Output, with no changes, the span of lines that opens with the line containing "of the sweatshirt" and closes with the last line.
Start Supplied entries
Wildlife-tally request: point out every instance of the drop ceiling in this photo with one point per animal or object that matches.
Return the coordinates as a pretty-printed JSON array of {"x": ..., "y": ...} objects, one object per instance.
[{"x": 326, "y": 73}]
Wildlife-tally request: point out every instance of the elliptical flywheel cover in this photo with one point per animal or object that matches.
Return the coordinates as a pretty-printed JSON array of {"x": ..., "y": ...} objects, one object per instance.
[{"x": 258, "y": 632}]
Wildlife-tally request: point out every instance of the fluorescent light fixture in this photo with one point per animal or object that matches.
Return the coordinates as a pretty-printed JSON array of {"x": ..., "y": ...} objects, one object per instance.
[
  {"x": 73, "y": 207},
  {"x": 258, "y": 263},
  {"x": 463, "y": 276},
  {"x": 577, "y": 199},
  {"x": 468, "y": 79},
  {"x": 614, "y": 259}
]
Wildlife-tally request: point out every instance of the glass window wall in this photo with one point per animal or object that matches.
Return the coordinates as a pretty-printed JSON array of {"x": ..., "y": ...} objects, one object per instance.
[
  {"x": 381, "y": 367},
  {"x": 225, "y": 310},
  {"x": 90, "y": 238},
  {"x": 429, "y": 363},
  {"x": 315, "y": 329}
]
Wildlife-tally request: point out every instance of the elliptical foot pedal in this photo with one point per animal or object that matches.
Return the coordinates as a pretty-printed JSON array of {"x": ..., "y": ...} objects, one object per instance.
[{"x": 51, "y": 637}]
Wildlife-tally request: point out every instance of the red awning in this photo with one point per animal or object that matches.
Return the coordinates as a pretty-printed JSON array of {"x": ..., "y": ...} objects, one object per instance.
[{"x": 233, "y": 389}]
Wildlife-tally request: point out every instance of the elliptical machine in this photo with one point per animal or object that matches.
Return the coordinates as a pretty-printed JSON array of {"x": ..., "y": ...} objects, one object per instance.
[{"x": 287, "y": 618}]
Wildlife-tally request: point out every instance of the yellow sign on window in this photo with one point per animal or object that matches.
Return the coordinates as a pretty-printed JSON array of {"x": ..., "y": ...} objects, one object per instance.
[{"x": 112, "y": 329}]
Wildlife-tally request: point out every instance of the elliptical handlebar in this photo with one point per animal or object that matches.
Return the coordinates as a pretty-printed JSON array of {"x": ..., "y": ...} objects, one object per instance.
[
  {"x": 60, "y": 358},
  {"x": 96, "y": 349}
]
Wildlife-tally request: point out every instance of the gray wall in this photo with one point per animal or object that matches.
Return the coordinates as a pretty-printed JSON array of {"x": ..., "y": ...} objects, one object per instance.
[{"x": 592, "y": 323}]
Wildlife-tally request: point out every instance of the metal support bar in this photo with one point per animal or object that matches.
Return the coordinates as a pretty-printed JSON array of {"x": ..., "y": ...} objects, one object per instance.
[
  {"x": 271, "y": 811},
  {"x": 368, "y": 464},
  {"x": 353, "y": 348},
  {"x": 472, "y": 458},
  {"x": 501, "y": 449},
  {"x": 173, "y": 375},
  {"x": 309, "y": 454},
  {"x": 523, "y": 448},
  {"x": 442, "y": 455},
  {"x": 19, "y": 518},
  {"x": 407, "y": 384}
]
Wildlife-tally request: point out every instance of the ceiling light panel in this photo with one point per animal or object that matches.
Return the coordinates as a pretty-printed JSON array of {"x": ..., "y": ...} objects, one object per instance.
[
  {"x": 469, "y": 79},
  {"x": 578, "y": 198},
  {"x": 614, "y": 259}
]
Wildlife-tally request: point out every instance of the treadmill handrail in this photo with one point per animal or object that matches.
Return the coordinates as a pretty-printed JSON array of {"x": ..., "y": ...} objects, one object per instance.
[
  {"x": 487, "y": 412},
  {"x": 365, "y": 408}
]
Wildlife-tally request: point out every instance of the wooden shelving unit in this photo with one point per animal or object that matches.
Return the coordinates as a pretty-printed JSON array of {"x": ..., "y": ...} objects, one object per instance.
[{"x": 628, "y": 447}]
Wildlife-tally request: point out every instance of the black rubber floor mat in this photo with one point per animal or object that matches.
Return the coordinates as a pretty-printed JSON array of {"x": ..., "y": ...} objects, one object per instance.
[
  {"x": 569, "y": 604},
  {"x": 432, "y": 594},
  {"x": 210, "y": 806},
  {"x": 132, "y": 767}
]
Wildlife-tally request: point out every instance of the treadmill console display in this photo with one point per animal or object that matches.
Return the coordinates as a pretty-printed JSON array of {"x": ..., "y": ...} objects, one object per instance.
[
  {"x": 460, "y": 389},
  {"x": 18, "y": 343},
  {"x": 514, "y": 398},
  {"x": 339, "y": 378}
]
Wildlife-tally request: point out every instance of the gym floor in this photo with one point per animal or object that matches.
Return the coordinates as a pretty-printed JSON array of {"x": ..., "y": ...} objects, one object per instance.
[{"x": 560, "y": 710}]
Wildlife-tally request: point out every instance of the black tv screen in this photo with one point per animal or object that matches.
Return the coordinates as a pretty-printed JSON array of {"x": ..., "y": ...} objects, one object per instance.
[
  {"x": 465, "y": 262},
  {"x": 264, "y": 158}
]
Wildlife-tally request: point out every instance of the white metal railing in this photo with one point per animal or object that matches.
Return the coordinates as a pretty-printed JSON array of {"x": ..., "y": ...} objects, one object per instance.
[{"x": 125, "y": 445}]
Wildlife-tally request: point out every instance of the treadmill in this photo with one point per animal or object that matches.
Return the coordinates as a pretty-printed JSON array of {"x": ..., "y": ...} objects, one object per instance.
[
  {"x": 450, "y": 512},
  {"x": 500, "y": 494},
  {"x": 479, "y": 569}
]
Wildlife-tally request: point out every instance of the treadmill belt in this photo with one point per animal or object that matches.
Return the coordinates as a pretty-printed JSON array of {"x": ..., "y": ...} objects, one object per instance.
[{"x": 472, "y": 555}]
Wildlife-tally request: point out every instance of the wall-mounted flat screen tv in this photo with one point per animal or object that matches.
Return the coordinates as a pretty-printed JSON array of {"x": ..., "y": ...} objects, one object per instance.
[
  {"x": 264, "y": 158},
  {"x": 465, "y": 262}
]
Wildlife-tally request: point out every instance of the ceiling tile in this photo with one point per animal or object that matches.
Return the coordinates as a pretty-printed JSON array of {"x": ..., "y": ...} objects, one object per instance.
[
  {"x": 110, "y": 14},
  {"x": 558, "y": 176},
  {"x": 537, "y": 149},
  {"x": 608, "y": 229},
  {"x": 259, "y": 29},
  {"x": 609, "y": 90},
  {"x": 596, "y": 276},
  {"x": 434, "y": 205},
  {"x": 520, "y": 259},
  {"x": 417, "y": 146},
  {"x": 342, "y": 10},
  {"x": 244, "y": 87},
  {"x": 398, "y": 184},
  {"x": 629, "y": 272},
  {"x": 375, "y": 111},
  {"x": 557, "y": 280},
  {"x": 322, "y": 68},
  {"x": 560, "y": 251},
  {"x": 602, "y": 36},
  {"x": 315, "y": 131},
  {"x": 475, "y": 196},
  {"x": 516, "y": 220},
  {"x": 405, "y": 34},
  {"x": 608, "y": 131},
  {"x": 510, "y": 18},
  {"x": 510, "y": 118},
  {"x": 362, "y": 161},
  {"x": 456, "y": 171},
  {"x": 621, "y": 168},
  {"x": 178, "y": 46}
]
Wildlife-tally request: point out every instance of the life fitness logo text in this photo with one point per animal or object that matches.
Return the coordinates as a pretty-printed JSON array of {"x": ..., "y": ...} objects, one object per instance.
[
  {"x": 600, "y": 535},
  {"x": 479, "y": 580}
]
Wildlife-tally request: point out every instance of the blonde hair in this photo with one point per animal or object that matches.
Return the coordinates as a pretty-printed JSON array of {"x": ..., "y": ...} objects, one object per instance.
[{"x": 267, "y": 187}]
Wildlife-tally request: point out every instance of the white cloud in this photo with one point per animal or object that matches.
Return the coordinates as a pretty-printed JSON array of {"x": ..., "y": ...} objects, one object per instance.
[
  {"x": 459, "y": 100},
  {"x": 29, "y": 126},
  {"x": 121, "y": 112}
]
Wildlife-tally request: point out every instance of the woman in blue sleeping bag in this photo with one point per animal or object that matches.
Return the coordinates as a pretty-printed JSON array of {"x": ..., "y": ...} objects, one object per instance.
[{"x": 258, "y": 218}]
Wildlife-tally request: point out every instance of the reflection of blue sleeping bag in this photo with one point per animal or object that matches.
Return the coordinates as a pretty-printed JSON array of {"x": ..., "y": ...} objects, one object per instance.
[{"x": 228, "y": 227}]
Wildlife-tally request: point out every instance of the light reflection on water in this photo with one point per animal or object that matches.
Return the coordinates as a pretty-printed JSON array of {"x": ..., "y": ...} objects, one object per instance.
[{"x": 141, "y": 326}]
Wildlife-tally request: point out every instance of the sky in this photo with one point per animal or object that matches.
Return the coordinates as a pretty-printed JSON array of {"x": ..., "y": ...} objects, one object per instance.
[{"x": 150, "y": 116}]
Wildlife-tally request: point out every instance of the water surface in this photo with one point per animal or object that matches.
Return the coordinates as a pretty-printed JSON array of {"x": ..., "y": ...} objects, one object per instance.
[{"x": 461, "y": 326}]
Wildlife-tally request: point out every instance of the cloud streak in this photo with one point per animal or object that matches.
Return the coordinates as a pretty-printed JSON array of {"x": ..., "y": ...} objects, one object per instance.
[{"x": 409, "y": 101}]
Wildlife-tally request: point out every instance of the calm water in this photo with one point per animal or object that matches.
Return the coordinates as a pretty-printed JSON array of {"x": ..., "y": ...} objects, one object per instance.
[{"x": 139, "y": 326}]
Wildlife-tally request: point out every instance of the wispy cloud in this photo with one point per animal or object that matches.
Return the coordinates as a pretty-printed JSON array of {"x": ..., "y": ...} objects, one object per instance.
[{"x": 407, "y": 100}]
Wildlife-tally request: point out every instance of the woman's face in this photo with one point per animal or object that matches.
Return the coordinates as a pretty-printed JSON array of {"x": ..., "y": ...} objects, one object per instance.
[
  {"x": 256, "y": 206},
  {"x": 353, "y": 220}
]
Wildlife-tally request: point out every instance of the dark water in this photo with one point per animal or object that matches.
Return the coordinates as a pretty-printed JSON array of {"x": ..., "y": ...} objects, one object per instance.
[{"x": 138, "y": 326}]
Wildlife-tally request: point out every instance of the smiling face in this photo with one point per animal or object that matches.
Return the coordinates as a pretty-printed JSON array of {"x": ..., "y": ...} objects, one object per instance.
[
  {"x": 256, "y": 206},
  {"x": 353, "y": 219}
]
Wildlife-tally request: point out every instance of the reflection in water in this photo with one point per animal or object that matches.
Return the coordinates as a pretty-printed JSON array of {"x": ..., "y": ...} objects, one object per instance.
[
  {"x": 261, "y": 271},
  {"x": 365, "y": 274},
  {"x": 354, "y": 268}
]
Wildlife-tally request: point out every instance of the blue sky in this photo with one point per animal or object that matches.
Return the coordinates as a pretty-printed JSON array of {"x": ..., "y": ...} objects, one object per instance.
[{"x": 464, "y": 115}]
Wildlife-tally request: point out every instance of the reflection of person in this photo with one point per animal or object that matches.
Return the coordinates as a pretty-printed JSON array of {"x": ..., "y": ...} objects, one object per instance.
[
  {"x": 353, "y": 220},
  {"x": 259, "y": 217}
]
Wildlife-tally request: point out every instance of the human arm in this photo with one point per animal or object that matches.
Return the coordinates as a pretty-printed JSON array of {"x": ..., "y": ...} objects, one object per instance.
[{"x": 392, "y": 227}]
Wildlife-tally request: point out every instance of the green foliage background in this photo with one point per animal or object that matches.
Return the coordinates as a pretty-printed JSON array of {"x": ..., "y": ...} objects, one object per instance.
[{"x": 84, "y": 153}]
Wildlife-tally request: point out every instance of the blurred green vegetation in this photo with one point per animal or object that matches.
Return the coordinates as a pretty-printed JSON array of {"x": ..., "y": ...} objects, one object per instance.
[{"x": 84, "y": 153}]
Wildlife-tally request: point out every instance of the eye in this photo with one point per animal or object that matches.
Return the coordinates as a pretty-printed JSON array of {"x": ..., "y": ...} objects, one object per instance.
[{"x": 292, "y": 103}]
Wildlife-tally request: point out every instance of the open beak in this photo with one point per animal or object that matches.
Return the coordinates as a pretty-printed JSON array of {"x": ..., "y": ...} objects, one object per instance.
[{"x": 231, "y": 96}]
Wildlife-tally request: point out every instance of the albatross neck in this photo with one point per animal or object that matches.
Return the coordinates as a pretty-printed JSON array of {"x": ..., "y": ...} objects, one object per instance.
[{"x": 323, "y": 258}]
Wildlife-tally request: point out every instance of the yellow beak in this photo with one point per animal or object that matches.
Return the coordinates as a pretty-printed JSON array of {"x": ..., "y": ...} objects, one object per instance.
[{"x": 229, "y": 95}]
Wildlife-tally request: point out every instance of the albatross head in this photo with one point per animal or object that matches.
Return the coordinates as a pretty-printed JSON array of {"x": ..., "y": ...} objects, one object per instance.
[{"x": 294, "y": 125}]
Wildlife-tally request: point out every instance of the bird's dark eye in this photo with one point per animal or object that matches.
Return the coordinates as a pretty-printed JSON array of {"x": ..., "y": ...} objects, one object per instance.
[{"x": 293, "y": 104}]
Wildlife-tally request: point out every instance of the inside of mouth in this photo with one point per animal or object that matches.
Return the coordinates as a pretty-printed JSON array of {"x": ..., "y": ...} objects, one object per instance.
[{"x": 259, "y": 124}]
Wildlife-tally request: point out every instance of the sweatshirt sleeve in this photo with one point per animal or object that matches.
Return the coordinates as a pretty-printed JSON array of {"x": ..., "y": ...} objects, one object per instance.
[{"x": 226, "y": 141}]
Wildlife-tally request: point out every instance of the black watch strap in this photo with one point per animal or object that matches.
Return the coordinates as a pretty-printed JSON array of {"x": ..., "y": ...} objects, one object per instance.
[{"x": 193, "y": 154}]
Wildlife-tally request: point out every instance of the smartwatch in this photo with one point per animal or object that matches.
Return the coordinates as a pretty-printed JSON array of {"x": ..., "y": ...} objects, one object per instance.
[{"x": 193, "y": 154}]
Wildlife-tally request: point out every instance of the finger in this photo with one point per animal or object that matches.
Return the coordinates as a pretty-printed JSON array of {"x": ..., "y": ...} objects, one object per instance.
End Supplied entries
## Output of the exercise:
Wildlife-tally request: point out every instance of the sweatshirt sleeve in this photo with one point per animal or object that matches.
Return the coordinates as a pretty-printed JSON array of {"x": ..., "y": ...} objects, one object per instance.
[{"x": 226, "y": 141}]
Wildlife-tally request: point out every instance of the black watch strap in this photo with one point per animal or object that matches.
Return the coordinates as a pretty-printed JSON array of {"x": ..., "y": ...} objects, one object per instance.
[{"x": 193, "y": 154}]
Wildlife-tally request: point out every instance of the smartwatch in this photo with one point per animal or object that matches.
Return the coordinates as a pretty-printed JSON array of {"x": ..., "y": ...} objects, one object per instance.
[{"x": 193, "y": 154}]
Wildlife-tally request: point out every instance of the finger in this photo with one point per animal or object that matches.
Return the coordinates as a pretty-printed JSON array of {"x": ..., "y": ...} objects, one object per instance.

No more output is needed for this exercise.